=== Goal of the exercise ===
Pick out every line of the data below that contains the string "marble". Case counts, so match only that exact capitalization.

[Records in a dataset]
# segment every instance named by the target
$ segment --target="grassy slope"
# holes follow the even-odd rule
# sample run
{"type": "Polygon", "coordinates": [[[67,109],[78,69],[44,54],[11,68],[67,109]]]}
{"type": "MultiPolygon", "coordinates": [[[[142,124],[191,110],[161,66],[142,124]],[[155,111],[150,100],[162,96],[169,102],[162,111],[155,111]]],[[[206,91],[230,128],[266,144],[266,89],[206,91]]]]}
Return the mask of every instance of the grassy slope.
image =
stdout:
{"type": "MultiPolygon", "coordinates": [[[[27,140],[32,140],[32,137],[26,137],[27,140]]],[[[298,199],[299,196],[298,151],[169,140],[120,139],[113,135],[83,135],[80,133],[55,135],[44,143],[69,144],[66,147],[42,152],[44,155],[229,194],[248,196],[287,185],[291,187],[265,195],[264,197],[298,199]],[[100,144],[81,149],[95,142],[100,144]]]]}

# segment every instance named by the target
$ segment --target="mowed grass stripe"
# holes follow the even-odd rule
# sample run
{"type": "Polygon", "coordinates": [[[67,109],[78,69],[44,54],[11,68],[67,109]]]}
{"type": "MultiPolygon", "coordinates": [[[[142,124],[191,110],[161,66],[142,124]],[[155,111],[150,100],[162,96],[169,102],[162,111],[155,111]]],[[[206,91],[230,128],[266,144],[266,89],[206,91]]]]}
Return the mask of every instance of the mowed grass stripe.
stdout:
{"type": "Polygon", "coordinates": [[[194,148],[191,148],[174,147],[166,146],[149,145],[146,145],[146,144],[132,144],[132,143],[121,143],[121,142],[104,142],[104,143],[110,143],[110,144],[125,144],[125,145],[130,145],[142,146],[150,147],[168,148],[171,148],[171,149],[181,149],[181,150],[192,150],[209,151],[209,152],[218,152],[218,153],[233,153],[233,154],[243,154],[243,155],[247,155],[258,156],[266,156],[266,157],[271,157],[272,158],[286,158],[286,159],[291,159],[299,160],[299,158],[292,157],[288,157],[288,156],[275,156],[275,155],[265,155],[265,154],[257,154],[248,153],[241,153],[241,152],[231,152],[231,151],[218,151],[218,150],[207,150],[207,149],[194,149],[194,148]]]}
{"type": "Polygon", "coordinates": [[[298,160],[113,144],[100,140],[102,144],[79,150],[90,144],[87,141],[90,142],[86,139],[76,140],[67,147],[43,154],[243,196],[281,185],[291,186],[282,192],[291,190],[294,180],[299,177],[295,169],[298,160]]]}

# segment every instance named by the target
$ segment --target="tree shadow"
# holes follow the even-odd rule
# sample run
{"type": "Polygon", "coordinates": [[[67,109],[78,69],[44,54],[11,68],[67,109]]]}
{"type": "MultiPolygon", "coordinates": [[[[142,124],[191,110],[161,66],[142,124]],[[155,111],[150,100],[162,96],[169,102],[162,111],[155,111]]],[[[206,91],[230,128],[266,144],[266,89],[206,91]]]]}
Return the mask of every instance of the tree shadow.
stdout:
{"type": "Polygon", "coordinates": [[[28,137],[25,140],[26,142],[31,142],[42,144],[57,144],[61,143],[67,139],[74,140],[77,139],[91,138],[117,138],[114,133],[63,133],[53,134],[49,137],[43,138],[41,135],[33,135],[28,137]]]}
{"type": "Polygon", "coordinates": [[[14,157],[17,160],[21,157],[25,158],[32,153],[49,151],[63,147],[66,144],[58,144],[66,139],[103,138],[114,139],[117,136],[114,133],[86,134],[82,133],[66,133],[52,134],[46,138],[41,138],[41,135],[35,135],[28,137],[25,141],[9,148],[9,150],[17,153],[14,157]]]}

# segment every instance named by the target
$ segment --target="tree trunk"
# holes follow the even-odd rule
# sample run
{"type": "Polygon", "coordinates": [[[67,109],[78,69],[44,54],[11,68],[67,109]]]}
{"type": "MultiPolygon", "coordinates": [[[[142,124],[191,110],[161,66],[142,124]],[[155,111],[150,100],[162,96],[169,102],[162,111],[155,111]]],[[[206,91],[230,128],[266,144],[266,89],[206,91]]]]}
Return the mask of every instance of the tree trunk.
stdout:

---

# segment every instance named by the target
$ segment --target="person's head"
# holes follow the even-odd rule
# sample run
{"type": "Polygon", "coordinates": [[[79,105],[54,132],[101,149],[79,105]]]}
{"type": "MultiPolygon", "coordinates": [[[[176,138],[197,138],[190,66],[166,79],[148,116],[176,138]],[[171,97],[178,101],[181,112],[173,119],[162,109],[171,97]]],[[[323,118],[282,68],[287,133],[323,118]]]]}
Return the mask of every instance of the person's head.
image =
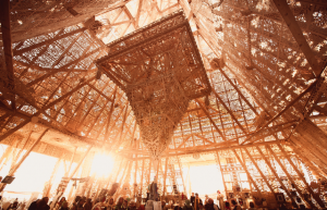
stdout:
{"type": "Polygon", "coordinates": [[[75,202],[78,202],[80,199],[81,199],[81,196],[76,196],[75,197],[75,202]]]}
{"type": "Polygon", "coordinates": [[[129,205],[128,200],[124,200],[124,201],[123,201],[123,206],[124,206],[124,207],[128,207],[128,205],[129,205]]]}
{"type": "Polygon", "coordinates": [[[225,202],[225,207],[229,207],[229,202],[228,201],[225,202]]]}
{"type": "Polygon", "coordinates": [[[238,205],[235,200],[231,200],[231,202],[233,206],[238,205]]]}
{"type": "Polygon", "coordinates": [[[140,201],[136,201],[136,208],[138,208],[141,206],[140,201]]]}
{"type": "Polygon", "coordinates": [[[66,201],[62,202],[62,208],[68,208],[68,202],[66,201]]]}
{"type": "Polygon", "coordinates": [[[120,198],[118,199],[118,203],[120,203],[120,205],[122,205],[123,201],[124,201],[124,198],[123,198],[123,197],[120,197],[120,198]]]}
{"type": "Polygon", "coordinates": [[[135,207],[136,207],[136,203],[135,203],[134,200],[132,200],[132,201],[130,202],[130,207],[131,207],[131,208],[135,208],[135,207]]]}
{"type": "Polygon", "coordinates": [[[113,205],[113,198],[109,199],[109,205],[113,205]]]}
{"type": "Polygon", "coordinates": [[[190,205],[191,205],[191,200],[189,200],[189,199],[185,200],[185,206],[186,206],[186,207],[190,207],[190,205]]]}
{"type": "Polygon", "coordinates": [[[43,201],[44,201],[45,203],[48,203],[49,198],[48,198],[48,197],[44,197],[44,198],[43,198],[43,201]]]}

--

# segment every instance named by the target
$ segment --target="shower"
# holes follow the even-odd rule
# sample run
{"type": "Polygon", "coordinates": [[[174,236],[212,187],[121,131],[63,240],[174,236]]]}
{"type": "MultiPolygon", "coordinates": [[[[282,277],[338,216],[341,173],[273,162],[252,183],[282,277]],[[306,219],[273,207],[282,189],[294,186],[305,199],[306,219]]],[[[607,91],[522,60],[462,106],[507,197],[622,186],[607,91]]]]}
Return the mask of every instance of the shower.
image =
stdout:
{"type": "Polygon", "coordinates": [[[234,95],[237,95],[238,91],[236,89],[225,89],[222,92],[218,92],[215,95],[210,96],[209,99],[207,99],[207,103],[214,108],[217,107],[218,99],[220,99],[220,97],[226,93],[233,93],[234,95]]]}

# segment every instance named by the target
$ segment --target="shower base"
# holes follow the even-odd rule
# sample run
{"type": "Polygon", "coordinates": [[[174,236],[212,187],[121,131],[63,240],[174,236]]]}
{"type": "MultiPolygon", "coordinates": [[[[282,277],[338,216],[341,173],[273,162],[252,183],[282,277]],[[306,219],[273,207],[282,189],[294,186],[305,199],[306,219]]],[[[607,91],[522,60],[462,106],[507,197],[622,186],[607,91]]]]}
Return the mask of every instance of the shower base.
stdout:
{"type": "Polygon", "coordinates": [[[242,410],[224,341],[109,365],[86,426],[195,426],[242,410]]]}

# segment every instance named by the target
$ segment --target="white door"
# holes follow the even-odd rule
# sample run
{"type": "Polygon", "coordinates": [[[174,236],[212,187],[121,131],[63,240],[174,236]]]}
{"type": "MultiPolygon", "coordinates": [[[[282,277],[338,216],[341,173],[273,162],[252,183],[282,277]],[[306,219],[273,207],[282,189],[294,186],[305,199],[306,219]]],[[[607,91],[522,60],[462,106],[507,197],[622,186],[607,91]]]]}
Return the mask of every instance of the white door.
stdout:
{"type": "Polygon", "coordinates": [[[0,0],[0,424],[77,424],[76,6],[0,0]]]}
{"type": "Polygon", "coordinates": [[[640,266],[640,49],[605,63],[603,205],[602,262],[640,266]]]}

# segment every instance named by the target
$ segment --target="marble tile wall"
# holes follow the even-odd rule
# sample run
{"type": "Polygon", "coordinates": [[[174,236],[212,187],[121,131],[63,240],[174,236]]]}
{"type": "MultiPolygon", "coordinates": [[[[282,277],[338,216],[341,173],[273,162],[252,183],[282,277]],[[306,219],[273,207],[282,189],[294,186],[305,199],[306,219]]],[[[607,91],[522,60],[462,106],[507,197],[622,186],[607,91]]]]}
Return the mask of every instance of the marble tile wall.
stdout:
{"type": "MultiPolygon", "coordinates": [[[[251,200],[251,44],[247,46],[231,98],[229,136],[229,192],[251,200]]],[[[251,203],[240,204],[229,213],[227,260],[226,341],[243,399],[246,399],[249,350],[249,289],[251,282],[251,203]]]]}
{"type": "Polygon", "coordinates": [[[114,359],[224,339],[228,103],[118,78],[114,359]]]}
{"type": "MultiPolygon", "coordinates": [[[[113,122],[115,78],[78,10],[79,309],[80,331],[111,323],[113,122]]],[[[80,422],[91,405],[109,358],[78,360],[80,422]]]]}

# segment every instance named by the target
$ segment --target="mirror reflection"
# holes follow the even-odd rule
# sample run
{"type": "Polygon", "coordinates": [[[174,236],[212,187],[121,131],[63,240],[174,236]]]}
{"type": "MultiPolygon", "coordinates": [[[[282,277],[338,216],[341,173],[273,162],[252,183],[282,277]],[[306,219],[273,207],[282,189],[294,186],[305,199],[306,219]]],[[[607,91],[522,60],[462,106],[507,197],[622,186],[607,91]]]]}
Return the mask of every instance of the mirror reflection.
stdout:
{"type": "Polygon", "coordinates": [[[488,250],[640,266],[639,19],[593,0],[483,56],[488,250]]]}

=== Solution to the exercise ===
$ segment --target="marble tile wall"
Return the mask of every instance of the marble tile wall.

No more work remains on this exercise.